> **TASK PROMPT**
Reproduce the records below line for line, leaving every character unchanged.
————————
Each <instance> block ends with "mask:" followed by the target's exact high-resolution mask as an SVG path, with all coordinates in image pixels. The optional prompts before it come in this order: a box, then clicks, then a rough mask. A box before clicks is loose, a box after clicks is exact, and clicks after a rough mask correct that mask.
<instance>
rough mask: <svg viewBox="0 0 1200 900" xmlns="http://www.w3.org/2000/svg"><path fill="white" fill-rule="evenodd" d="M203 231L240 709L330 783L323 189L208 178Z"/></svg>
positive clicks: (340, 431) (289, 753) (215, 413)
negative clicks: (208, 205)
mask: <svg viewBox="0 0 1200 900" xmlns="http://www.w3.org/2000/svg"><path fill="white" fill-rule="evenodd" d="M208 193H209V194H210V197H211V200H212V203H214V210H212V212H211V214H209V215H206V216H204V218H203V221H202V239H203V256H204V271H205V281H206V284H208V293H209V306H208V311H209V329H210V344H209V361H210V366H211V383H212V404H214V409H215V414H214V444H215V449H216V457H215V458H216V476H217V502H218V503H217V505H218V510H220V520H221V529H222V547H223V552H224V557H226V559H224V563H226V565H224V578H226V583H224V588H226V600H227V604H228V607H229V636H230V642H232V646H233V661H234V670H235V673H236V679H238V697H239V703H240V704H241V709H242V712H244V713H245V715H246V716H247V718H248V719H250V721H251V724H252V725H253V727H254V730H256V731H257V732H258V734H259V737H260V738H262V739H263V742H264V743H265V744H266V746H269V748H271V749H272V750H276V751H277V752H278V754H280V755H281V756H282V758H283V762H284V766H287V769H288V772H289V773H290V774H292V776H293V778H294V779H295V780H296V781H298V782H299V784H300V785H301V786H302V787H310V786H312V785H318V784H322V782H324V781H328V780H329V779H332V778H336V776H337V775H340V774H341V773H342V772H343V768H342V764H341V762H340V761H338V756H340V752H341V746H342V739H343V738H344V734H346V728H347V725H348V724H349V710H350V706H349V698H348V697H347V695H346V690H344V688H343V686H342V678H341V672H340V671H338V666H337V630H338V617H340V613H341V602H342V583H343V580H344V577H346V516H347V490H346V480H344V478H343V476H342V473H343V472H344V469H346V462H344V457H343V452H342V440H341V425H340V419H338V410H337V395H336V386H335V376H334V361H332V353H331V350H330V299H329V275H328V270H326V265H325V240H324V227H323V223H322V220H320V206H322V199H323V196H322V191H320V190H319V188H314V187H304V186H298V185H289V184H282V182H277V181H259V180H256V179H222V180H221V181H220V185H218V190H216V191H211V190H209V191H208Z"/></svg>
————————
> **TASK ANSWER**
Each <instance> block ends with "mask:" followed by the target's exact high-resolution mask as an SVG path, with all coordinates in image pixels. The optional prompts before it come in this order: a box, then clicks, then a rough mask. A box before clicks is loose, a box after clicks is exact, and clicks after a rough mask correct that mask.
<instance>
rough mask: <svg viewBox="0 0 1200 900" xmlns="http://www.w3.org/2000/svg"><path fill="white" fill-rule="evenodd" d="M203 231L240 709L330 783L323 189L208 178Z"/></svg>
positive clicks: (340, 431) (289, 753) (215, 413)
negative clicks: (208, 205)
mask: <svg viewBox="0 0 1200 900" xmlns="http://www.w3.org/2000/svg"><path fill="white" fill-rule="evenodd" d="M208 193H209V194H210V197H211V200H212V203H214V210H212V212H211V214H209V215H206V216H204V218H203V221H202V239H203V256H204V271H205V281H206V284H208V293H209V306H208V311H209V329H210V344H209V361H210V366H211V383H212V404H214V409H215V414H214V444H215V449H216V457H215V458H216V476H217V502H218V503H217V505H218V510H220V520H221V529H222V547H223V552H224V557H226V559H224V563H226V565H224V578H226V583H224V588H226V600H227V604H228V607H229V636H230V642H232V646H233V661H234V670H235V673H236V679H238V697H239V703H240V704H241V709H242V712H244V713H245V715H246V716H247V718H248V719H250V721H251V724H252V725H253V727H254V730H256V731H257V732H258V734H259V737H260V738H262V739H263V742H264V743H265V744H266V746H269V748H271V749H272V750H276V751H277V752H278V754H280V755H281V756H282V758H283V762H284V766H287V769H288V772H289V773H290V774H292V776H293V778H294V779H295V780H296V781H298V782H299V784H300V785H301V786H302V787H310V786H312V785H318V784H322V782H324V781H328V780H329V779H332V778H336V776H337V775H340V774H341V773H342V772H343V768H342V764H341V762H340V761H338V756H340V752H341V746H342V739H343V738H344V734H346V728H347V725H348V724H349V710H350V706H349V698H348V697H347V695H346V690H344V688H343V686H342V678H341V672H340V671H338V666H337V630H338V617H340V613H341V602H342V583H343V580H344V577H346V516H347V490H346V480H344V478H343V476H342V473H343V472H344V469H346V462H344V457H343V452H342V440H341V425H340V419H338V410H337V395H336V386H335V376H334V361H332V353H331V350H330V299H329V275H328V270H326V265H325V240H324V227H323V223H322V220H320V206H322V199H323V196H322V191H320V190H319V188H314V187H304V186H298V185H289V184H282V182H277V181H259V180H256V179H222V180H221V181H220V185H218V190H216V191H211V190H209V191H208Z"/></svg>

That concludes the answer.